Supplied records:
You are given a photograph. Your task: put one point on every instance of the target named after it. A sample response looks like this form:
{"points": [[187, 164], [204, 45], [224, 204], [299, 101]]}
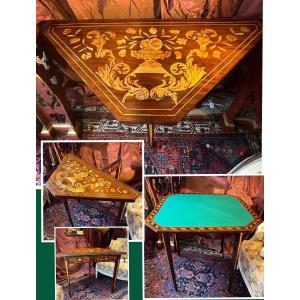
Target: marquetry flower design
{"points": [[67, 31], [244, 29], [181, 41], [231, 38], [216, 54], [153, 30], [86, 55], [130, 30], [122, 53], [144, 43], [178, 54]]}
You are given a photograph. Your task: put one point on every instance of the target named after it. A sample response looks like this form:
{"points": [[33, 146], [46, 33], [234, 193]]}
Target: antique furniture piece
{"points": [[251, 262], [202, 213], [73, 178], [107, 267], [91, 255], [149, 71]]}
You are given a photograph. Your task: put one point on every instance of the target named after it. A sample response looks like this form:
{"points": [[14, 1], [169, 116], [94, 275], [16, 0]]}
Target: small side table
{"points": [[91, 255], [200, 213], [74, 178]]}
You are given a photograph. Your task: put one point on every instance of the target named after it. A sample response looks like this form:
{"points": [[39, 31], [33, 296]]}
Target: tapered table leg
{"points": [[117, 262], [121, 213], [236, 247], [68, 278], [176, 244], [222, 242], [150, 134], [68, 211], [166, 238]]}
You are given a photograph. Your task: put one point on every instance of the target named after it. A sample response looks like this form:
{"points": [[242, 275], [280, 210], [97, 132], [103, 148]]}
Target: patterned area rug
{"points": [[199, 155], [185, 148], [83, 215], [197, 276], [91, 288]]}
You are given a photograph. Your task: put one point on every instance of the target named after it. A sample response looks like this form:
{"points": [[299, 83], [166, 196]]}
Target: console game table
{"points": [[150, 71], [74, 178], [202, 213]]}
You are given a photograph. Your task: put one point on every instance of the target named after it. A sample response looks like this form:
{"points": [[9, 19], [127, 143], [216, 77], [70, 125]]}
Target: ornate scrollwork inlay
{"points": [[78, 178], [149, 47]]}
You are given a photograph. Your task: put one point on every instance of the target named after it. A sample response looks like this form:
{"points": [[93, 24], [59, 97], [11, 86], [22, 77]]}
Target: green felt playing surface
{"points": [[196, 210]]}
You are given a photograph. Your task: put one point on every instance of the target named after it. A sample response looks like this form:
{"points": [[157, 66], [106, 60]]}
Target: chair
{"points": [[251, 262], [107, 268]]}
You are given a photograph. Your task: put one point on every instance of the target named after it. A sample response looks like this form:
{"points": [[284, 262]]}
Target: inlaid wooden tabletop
{"points": [[152, 71], [90, 252], [202, 213], [75, 178]]}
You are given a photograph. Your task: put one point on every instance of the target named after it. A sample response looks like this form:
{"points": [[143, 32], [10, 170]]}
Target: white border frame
{"points": [[110, 227]]}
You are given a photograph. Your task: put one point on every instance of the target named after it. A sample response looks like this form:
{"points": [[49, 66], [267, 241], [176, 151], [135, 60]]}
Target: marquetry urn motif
{"points": [[137, 65], [73, 177]]}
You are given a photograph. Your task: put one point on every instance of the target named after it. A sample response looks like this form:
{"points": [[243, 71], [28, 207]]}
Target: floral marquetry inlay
{"points": [[73, 177], [141, 67]]}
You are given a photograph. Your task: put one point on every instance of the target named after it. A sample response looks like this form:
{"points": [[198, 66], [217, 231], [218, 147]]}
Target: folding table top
{"points": [[152, 71], [202, 212], [75, 178]]}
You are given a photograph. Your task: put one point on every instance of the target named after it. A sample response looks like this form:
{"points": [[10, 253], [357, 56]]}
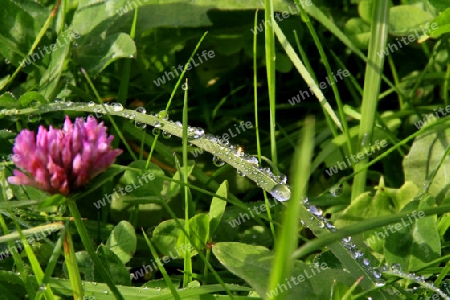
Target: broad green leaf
{"points": [[254, 264], [423, 158], [165, 237], [443, 24], [405, 19], [29, 97], [122, 241], [7, 100], [49, 83], [358, 31], [217, 208], [414, 242], [117, 270], [135, 186], [23, 19], [96, 54]]}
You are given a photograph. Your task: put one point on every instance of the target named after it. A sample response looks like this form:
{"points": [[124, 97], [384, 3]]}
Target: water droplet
{"points": [[336, 191], [315, 211], [141, 110], [163, 115], [156, 131], [347, 239], [116, 106], [217, 161], [34, 118], [281, 192], [376, 274]]}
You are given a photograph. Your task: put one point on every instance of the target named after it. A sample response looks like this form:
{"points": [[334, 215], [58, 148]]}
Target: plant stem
{"points": [[72, 266], [90, 248]]}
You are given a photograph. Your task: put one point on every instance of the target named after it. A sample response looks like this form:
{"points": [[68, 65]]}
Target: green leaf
{"points": [[122, 241], [7, 100], [404, 19], [117, 270], [165, 237], [217, 208], [29, 97], [358, 31], [440, 5], [98, 53], [49, 84], [423, 158], [23, 20], [443, 24], [414, 242], [56, 199], [254, 264]]}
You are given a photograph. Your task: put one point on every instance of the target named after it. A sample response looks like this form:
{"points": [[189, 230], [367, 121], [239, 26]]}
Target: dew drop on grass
{"points": [[281, 192], [336, 190], [34, 118], [141, 110], [156, 131], [116, 106], [217, 161]]}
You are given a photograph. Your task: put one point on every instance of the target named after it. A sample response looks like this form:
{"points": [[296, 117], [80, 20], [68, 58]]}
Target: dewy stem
{"points": [[90, 249]]}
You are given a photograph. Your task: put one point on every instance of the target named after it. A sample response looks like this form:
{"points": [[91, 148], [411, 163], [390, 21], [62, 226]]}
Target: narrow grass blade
{"points": [[288, 240], [372, 80]]}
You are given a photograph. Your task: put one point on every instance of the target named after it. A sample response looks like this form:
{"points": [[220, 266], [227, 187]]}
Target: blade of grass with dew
{"points": [[288, 240], [372, 81], [103, 108], [265, 180], [360, 227], [305, 74], [123, 87], [173, 93], [187, 276], [324, 58], [255, 107], [161, 268], [269, 43]]}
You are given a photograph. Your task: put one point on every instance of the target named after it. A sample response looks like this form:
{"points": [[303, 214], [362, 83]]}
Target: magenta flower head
{"points": [[63, 160]]}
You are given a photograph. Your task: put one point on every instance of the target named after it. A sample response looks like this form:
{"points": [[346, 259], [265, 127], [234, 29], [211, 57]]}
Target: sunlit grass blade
{"points": [[288, 239], [72, 266], [161, 267], [187, 277], [372, 80], [305, 74]]}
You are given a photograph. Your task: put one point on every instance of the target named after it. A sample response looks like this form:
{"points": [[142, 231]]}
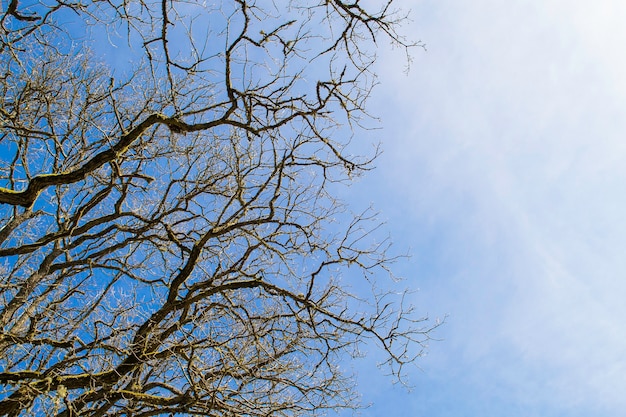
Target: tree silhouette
{"points": [[171, 240]]}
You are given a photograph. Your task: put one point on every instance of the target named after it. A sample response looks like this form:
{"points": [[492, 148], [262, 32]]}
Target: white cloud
{"points": [[510, 145]]}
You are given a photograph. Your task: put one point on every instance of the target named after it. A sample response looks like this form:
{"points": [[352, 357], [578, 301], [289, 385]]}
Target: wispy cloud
{"points": [[507, 150]]}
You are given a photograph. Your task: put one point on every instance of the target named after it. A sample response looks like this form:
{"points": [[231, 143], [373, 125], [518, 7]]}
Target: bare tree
{"points": [[171, 243]]}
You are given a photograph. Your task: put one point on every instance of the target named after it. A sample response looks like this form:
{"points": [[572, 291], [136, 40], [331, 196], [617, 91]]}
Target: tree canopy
{"points": [[171, 238]]}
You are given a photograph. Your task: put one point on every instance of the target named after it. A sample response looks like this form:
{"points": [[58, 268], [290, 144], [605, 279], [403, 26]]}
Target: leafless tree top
{"points": [[171, 241]]}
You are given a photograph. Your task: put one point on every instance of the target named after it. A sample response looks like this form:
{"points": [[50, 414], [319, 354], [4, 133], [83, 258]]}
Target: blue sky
{"points": [[505, 172]]}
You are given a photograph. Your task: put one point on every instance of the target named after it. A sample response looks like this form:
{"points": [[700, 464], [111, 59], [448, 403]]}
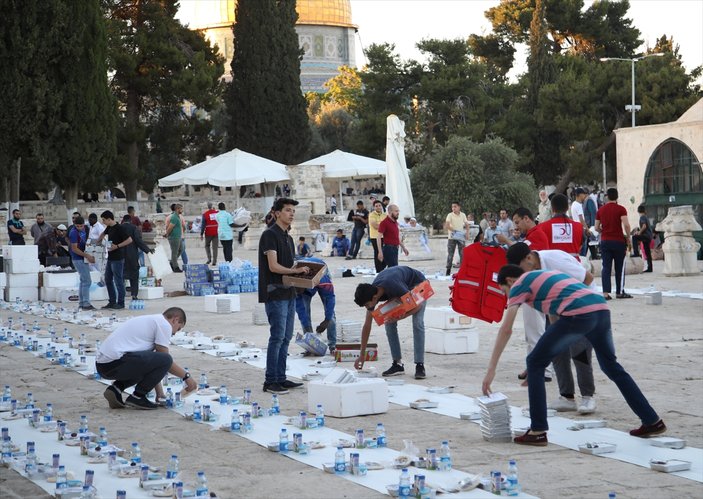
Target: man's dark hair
{"points": [[560, 203], [523, 212], [281, 202], [178, 312], [509, 270], [517, 253], [364, 293]]}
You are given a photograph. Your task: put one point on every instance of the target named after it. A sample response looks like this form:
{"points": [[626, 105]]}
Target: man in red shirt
{"points": [[208, 227], [614, 228], [389, 238], [562, 233]]}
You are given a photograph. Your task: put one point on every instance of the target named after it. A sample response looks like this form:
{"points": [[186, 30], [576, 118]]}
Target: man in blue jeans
{"points": [[326, 291], [77, 238], [114, 271], [391, 283], [276, 253], [575, 312]]}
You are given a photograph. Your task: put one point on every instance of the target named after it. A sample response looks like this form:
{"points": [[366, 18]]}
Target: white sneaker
{"points": [[562, 404], [587, 405]]}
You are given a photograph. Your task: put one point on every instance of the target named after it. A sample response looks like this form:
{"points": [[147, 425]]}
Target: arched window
{"points": [[673, 169]]}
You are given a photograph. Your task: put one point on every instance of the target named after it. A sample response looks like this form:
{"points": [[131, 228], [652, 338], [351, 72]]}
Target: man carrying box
{"points": [[393, 282]]}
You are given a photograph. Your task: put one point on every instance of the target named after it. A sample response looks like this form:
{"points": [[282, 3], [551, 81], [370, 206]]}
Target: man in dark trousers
{"points": [[131, 255]]}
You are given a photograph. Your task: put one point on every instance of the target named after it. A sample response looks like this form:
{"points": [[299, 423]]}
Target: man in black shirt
{"points": [[114, 271], [276, 252], [360, 217]]}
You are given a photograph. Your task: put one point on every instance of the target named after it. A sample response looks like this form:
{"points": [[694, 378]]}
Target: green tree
{"points": [[481, 176], [266, 106], [156, 63]]}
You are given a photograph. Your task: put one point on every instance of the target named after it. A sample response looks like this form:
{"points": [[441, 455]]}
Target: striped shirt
{"points": [[555, 293]]}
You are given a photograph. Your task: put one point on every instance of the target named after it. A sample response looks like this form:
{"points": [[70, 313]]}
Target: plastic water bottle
{"points": [[404, 484], [61, 478], [320, 416], [380, 435], [201, 489], [512, 485], [445, 457], [235, 424], [197, 411], [102, 438], [339, 461], [136, 455], [172, 468], [283, 441]]}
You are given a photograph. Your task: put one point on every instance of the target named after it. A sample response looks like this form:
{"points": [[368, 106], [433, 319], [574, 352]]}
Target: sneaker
{"points": [[395, 370], [587, 405], [275, 388], [563, 404], [114, 397], [140, 403], [532, 439], [649, 430], [291, 384]]}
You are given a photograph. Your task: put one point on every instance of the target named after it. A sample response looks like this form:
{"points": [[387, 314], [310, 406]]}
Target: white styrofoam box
{"points": [[150, 293], [61, 280], [211, 302], [25, 294], [343, 400], [451, 342], [22, 266], [445, 318], [23, 280], [98, 293], [23, 252]]}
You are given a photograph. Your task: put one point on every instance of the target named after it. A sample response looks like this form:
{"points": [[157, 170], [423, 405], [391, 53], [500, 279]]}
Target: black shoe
{"points": [[290, 384], [114, 397], [395, 370], [275, 388], [140, 403]]}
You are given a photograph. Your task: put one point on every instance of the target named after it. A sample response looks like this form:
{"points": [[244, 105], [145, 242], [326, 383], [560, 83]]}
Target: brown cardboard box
{"points": [[317, 269]]}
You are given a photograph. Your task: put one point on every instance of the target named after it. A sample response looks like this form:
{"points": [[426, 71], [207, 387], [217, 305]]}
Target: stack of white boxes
{"points": [[447, 332], [21, 264]]}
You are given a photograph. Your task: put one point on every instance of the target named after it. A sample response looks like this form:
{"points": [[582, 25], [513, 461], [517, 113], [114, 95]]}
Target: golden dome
{"points": [[325, 12]]}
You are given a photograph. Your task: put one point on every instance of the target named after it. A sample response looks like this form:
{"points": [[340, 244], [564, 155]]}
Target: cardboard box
{"points": [[365, 396], [23, 280], [349, 352], [150, 293], [23, 293], [212, 303], [24, 252], [446, 342], [393, 309], [61, 280], [445, 318], [27, 266], [317, 270]]}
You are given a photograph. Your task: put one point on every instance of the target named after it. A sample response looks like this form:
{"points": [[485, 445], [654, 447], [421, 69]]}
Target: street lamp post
{"points": [[633, 108]]}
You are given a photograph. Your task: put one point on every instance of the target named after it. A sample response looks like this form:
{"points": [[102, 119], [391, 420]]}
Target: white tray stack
{"points": [[21, 264], [448, 332]]}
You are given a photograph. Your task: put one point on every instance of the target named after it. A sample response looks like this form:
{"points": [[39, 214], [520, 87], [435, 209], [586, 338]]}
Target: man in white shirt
{"points": [[580, 352], [136, 353]]}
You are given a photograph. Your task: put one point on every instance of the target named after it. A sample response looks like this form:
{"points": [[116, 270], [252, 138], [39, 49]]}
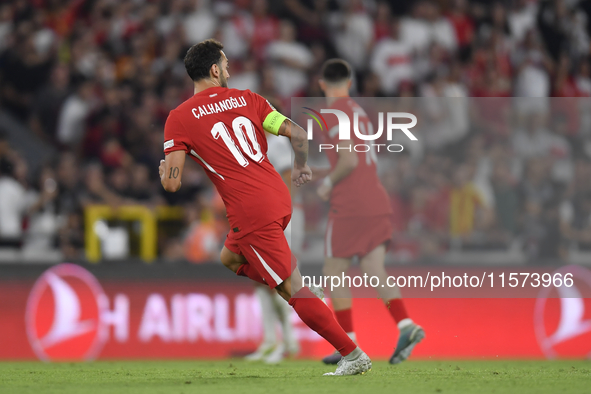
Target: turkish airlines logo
{"points": [[562, 316], [63, 316]]}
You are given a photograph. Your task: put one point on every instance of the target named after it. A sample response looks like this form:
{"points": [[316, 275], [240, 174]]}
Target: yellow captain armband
{"points": [[273, 122]]}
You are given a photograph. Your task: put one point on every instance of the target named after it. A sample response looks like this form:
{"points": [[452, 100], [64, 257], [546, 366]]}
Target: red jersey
{"points": [[222, 130], [360, 193]]}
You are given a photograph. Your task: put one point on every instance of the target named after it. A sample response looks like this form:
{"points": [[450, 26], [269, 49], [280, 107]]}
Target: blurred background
{"points": [[86, 86]]}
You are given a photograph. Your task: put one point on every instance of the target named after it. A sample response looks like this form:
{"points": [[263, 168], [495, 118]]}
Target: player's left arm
{"points": [[278, 124], [171, 170]]}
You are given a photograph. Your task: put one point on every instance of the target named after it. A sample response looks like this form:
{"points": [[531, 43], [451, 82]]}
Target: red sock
{"points": [[316, 315], [397, 310], [250, 272], [345, 319]]}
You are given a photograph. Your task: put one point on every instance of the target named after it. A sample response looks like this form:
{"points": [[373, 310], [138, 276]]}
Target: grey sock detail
{"points": [[354, 355]]}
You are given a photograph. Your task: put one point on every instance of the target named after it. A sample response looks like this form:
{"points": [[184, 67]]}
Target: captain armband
{"points": [[273, 122]]}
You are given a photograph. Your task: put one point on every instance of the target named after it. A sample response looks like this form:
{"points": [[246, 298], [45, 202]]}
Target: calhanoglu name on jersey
{"points": [[220, 106]]}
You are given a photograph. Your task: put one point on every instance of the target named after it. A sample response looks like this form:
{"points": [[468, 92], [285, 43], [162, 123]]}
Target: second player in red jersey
{"points": [[359, 216], [359, 223]]}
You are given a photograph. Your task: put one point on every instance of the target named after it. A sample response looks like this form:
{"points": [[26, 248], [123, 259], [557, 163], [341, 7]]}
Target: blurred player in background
{"points": [[274, 309], [359, 223], [224, 131]]}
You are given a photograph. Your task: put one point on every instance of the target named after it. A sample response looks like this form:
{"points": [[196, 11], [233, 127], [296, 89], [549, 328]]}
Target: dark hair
{"points": [[336, 70], [200, 57]]}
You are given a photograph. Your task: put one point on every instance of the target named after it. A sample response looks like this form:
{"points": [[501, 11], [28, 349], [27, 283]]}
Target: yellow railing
{"points": [[147, 217]]}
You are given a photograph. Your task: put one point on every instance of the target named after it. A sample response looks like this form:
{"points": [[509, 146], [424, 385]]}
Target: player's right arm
{"points": [[176, 147]]}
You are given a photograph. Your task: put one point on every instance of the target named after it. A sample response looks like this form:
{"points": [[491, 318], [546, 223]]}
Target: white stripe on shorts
{"points": [[275, 277], [329, 238]]}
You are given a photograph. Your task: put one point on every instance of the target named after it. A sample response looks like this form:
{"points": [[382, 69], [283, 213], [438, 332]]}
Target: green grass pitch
{"points": [[236, 376]]}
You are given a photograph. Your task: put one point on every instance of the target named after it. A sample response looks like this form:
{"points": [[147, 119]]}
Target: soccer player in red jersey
{"points": [[359, 222], [223, 130]]}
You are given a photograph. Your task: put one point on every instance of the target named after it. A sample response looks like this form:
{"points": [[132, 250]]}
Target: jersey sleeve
{"points": [[261, 105], [175, 136]]}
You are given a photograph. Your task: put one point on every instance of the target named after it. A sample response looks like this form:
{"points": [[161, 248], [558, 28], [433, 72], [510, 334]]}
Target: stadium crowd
{"points": [[95, 80]]}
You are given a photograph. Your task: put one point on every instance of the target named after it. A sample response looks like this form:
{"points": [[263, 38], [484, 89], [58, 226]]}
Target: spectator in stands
{"points": [[467, 208], [13, 205], [72, 118], [48, 103], [353, 33], [575, 221], [290, 62], [506, 203], [392, 61], [43, 224]]}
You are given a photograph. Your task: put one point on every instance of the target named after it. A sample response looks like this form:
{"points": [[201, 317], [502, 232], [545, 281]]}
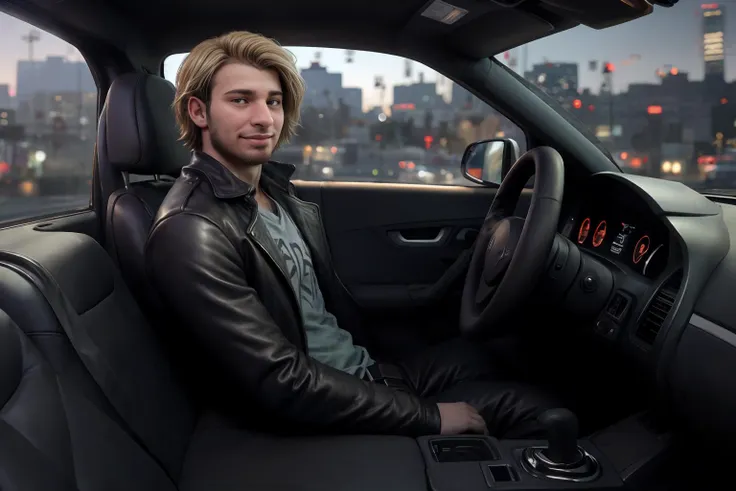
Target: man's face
{"points": [[245, 114]]}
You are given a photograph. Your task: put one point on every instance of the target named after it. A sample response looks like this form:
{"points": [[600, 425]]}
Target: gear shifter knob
{"points": [[561, 426]]}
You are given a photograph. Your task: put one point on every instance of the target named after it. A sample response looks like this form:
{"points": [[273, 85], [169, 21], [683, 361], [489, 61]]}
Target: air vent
{"points": [[659, 309]]}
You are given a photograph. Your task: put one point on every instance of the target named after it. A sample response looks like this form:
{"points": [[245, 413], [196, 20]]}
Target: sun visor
{"points": [[600, 14]]}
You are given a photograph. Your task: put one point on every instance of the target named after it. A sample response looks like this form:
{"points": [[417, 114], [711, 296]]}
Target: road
{"points": [[19, 207]]}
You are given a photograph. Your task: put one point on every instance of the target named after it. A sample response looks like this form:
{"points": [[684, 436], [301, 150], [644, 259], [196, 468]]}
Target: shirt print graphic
{"points": [[301, 272]]}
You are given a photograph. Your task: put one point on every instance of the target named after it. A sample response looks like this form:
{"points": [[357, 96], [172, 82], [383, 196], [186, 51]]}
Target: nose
{"points": [[261, 115]]}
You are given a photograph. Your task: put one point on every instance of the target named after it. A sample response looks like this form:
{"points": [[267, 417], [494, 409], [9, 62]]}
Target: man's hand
{"points": [[459, 417]]}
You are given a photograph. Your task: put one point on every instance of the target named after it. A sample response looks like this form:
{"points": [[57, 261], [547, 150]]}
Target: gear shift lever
{"points": [[561, 458], [562, 434]]}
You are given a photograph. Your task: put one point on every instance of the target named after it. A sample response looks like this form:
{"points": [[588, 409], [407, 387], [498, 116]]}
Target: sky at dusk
{"points": [[667, 37]]}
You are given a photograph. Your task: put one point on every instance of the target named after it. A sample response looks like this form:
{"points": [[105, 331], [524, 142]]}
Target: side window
{"points": [[376, 117], [48, 114]]}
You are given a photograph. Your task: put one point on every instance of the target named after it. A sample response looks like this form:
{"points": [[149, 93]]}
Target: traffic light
{"points": [[428, 141], [12, 132]]}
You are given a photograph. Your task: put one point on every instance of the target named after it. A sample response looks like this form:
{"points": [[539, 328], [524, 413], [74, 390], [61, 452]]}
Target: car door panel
{"points": [[392, 243]]}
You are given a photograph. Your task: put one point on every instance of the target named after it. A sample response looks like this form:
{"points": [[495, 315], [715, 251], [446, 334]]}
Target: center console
{"points": [[562, 461]]}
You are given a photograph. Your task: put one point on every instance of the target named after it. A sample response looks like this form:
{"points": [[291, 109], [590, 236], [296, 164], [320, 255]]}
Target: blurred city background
{"points": [[665, 110]]}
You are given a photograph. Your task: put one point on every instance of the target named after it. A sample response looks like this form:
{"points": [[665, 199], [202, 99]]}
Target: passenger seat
{"points": [[137, 137], [52, 437]]}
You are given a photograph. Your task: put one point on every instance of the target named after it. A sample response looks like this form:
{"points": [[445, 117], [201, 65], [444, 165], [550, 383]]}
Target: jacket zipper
{"points": [[284, 276]]}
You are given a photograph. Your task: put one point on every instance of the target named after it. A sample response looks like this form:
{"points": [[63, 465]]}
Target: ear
{"points": [[197, 111]]}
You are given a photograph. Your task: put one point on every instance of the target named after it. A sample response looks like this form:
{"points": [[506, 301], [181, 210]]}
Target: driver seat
{"points": [[139, 157]]}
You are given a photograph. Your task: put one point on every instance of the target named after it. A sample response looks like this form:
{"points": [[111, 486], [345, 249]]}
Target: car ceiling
{"points": [[162, 27]]}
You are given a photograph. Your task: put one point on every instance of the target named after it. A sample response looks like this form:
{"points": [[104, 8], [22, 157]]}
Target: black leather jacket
{"points": [[222, 283]]}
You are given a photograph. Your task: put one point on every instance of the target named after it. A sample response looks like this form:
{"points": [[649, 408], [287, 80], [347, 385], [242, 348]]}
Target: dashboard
{"points": [[626, 235], [655, 271]]}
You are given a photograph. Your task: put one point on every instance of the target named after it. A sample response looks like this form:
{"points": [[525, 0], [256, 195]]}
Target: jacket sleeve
{"points": [[200, 277]]}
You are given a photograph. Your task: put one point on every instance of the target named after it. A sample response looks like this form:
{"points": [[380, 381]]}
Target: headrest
{"points": [[138, 132], [11, 359]]}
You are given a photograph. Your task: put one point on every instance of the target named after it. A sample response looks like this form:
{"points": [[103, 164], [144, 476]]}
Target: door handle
{"points": [[399, 238]]}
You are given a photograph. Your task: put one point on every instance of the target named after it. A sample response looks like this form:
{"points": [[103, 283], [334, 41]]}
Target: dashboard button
{"points": [[589, 283]]}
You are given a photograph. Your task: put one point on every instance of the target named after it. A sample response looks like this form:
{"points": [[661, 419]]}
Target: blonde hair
{"points": [[195, 75]]}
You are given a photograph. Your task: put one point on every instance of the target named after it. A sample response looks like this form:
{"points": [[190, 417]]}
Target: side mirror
{"points": [[488, 161]]}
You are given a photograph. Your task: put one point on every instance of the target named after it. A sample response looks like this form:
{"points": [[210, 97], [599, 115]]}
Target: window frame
{"points": [[93, 177], [467, 182]]}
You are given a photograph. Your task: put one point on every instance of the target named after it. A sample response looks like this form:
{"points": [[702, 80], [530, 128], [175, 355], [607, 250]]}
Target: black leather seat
{"points": [[135, 427], [139, 156], [54, 437]]}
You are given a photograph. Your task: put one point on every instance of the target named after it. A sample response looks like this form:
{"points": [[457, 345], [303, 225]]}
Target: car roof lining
{"points": [[152, 30]]}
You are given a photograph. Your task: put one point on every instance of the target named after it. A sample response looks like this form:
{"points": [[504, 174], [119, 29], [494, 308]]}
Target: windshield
{"points": [[656, 94]]}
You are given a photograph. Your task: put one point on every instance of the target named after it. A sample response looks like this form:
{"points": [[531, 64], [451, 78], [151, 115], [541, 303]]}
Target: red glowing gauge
{"points": [[641, 249], [584, 231], [600, 234]]}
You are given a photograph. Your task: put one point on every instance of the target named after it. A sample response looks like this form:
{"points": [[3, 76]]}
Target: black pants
{"points": [[459, 371]]}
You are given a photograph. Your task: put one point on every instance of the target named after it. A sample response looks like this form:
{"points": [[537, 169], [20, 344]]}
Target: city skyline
{"points": [[649, 39]]}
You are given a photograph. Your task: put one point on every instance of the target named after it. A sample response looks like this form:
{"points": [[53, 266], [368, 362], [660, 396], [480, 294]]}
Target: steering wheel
{"points": [[510, 252]]}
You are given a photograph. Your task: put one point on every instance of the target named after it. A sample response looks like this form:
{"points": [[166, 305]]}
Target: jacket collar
{"points": [[226, 185]]}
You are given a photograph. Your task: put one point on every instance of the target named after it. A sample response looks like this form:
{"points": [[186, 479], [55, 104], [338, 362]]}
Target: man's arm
{"points": [[200, 276]]}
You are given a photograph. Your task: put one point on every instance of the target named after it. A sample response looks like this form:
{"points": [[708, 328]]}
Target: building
{"points": [[558, 80], [53, 75], [714, 48], [325, 90]]}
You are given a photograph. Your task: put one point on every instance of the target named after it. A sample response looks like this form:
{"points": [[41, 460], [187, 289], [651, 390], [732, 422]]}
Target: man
{"points": [[244, 270]]}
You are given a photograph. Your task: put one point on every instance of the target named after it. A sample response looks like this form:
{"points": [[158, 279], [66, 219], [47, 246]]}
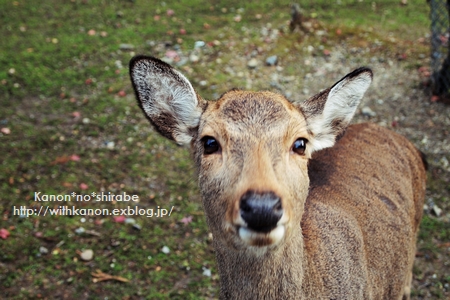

Your instructions:
List every line in the entries above that contains the word "frame", copying each line in full.

Reply:
Target: white border frame
Target: window frame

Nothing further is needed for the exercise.